Entries provided:
· · ·
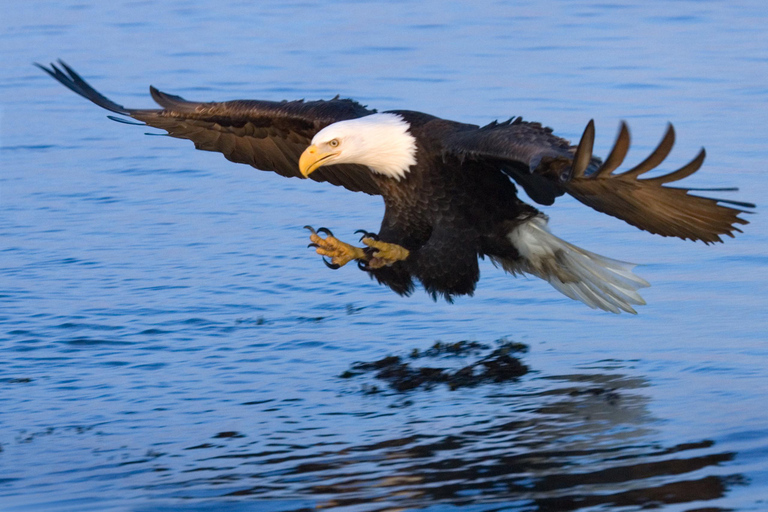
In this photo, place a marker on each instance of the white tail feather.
(595, 280)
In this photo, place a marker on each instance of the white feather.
(380, 141)
(595, 280)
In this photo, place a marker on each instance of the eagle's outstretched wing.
(267, 135)
(547, 166)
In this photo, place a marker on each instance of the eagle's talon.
(340, 253)
(366, 234)
(332, 266)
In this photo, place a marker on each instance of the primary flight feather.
(449, 188)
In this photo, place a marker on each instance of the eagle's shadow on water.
(402, 374)
(569, 442)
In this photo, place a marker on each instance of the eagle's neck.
(391, 149)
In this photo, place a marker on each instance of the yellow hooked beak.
(312, 158)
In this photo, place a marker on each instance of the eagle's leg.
(377, 254)
(384, 254)
(340, 253)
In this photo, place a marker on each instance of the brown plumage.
(457, 202)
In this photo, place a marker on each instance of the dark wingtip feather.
(74, 82)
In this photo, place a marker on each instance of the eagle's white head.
(381, 142)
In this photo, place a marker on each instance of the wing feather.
(547, 166)
(267, 135)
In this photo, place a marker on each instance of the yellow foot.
(386, 254)
(340, 253)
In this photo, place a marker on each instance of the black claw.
(330, 265)
(366, 234)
· · ·
Your goal: Reproduce the material from the line containing "the white feather." through its final line, changing each "eagle's" to "bird's" and leaving everything else as it stands.

Complete response:
In this photo, place a marker on each instance of the white feather.
(380, 141)
(595, 280)
In this photo, place a marker on each instance of the bird's outstretched wing.
(267, 135)
(547, 166)
In this photo, place a marker on each instance of the bird's talon.
(340, 253)
(366, 234)
(332, 266)
In this photo, place a marker on each instance of the primary flight feather.
(449, 188)
In this photo, place a marker on each instance of the bird's shadow on water.
(402, 374)
(569, 442)
In this photo, place a marker on each instance of the bird's neck.
(391, 149)
In this photo, place a marker on each instance of the yellow hooked beak.
(312, 158)
In this photo, place a marker on each instance of the bird's leg.
(377, 254)
(384, 254)
(340, 253)
In this photo, place a marker on each instance of the brown plumage.
(457, 202)
In this photo, place a marker on each instance of the dark wingtip feather.
(74, 82)
In this photo, place a marker on each instance of the bird's white head.
(381, 142)
In this photo, place a marker on each instance of the wing feather.
(547, 166)
(267, 135)
In this photo, place a marker on each instance of the yellow foot.
(386, 254)
(340, 253)
In this photo, place a marker on each instance of the black claw.
(330, 265)
(366, 234)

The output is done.